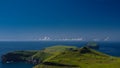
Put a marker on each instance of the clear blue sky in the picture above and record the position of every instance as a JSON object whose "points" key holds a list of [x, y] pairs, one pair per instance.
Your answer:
{"points": [[30, 19]]}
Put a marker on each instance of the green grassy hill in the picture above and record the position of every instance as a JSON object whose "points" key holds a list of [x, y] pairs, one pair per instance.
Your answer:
{"points": [[81, 58], [65, 57]]}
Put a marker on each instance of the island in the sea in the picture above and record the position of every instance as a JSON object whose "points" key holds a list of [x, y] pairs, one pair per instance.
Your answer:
{"points": [[64, 57]]}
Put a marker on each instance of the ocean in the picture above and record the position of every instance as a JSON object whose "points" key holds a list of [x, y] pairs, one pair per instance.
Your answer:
{"points": [[111, 48]]}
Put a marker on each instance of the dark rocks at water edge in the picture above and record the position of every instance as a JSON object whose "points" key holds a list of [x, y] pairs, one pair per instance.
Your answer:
{"points": [[19, 56]]}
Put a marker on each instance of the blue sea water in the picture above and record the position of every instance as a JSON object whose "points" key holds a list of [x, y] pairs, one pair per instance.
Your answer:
{"points": [[111, 48]]}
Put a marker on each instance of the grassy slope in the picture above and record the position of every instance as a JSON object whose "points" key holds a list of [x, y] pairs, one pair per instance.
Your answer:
{"points": [[83, 58], [67, 57]]}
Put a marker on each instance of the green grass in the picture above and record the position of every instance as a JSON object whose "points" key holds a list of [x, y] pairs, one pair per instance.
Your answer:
{"points": [[79, 59], [67, 57]]}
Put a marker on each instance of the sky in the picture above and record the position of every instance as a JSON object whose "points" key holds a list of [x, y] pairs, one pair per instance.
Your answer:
{"points": [[22, 20]]}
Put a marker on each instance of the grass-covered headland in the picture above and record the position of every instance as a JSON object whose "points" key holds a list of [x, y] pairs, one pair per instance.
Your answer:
{"points": [[64, 57]]}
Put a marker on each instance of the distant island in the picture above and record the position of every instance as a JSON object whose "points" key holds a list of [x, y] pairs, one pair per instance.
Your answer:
{"points": [[64, 57]]}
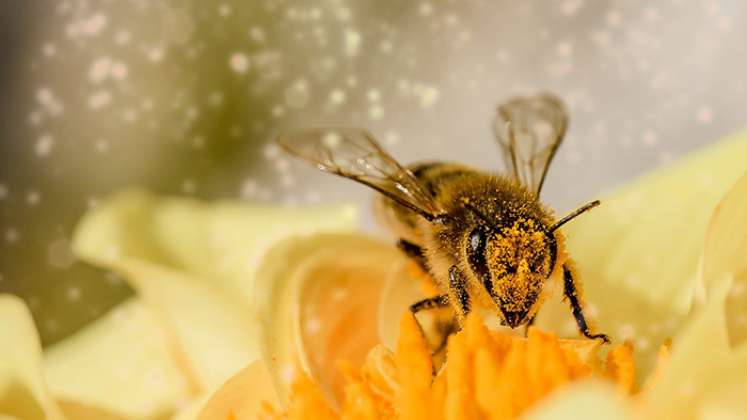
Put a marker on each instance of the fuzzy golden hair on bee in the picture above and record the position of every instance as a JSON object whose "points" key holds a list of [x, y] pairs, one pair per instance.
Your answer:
{"points": [[486, 239]]}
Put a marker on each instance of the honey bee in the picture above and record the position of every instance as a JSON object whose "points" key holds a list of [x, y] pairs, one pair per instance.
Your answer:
{"points": [[486, 239]]}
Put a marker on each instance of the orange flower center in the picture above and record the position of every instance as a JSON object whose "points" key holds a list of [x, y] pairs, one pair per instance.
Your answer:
{"points": [[487, 375]]}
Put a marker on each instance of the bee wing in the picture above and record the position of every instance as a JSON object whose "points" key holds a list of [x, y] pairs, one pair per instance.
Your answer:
{"points": [[353, 153], [529, 131]]}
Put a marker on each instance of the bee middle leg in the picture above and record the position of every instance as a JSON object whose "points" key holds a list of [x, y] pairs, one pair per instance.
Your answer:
{"points": [[572, 294], [528, 325]]}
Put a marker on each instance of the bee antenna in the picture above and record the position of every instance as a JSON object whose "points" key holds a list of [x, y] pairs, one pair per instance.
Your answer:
{"points": [[479, 214], [583, 209]]}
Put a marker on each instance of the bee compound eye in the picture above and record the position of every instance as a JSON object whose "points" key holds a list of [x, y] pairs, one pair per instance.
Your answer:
{"points": [[477, 240]]}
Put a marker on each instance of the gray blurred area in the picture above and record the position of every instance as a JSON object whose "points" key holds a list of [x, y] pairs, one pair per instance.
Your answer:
{"points": [[184, 97]]}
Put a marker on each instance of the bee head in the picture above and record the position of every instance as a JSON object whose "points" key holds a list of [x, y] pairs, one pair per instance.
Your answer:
{"points": [[512, 263]]}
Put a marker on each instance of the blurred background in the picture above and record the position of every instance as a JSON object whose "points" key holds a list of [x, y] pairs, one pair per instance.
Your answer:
{"points": [[185, 97]]}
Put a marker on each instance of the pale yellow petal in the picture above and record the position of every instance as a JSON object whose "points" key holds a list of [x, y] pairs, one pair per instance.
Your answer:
{"points": [[637, 254], [729, 403], [583, 400], [121, 363], [702, 366], [221, 241], [317, 301], [724, 256], [242, 396], [194, 265], [23, 391]]}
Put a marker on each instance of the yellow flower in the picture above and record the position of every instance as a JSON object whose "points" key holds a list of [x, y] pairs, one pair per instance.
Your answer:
{"points": [[233, 307], [650, 273]]}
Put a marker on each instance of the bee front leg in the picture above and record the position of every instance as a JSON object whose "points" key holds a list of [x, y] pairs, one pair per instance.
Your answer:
{"points": [[572, 294], [457, 293]]}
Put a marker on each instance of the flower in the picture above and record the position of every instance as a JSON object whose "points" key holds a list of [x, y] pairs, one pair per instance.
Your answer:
{"points": [[658, 262], [232, 307]]}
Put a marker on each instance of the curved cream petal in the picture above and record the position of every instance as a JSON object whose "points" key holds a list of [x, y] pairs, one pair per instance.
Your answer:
{"points": [[121, 362], [582, 400], [242, 396], [193, 265], [317, 301], [637, 254], [23, 391], [194, 408], [724, 256], [703, 367]]}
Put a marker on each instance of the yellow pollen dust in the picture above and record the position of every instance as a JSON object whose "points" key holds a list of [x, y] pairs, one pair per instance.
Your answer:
{"points": [[519, 262], [487, 375]]}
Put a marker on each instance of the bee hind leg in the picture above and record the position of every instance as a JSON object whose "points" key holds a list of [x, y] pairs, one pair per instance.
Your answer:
{"points": [[571, 293]]}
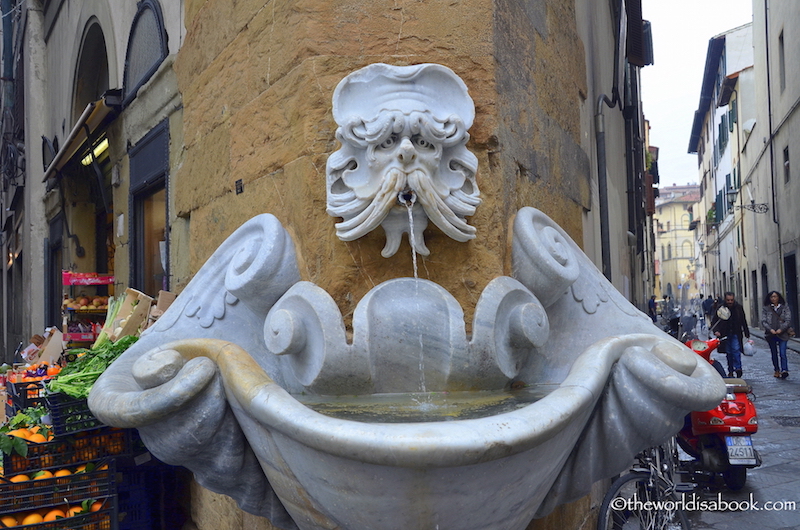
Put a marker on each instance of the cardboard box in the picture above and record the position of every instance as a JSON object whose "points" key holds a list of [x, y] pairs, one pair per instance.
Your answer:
{"points": [[165, 299], [132, 316], [53, 346]]}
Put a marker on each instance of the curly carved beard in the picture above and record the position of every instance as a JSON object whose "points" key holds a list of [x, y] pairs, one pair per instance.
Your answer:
{"points": [[447, 211]]}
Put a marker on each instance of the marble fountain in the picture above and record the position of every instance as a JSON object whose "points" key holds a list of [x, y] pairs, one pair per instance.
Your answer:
{"points": [[251, 381]]}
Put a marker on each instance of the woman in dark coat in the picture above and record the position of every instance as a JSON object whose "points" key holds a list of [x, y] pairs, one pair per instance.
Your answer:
{"points": [[776, 317]]}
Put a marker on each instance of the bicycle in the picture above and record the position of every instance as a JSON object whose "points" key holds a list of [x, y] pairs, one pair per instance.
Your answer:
{"points": [[645, 497]]}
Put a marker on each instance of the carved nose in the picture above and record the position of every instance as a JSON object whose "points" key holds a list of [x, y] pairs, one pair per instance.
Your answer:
{"points": [[407, 153]]}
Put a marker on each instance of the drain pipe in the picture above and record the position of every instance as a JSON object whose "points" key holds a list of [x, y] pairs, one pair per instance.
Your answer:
{"points": [[602, 180], [775, 218]]}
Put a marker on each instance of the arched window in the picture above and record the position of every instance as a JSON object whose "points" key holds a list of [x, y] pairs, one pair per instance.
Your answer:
{"points": [[91, 78], [686, 249], [147, 48]]}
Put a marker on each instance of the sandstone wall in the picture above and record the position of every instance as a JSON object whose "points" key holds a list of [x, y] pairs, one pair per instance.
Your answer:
{"points": [[257, 78]]}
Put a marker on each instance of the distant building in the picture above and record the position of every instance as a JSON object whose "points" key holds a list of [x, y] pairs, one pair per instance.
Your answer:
{"points": [[744, 134], [676, 254], [725, 110]]}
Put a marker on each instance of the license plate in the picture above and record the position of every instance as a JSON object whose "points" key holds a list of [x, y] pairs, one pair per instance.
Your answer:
{"points": [[740, 450]]}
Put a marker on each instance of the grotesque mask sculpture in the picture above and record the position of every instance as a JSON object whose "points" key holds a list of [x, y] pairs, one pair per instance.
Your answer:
{"points": [[251, 381], [403, 159]]}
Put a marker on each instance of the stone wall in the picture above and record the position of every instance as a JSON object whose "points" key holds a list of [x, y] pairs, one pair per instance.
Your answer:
{"points": [[256, 79]]}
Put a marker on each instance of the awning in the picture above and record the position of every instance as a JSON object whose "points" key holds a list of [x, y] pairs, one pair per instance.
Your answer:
{"points": [[93, 117]]}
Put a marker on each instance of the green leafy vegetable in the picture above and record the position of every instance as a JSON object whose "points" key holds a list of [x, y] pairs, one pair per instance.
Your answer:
{"points": [[77, 378]]}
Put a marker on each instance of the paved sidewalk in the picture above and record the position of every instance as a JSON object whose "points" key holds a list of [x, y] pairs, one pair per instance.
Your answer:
{"points": [[777, 441]]}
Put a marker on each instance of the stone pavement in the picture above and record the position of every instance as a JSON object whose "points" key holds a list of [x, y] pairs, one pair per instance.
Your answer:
{"points": [[778, 442]]}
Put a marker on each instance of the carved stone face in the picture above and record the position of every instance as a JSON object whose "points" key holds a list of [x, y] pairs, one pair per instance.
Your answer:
{"points": [[403, 159]]}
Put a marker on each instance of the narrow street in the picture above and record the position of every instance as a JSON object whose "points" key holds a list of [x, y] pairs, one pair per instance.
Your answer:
{"points": [[777, 480]]}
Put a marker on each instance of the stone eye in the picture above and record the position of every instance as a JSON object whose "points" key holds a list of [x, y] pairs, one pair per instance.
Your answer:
-------------------------
WORK INSTRUCTIONS – State how many lines of the data contain the word "grassy". Nothing besides the number belongs in the reply.

RESULT OF THIS TASK – 2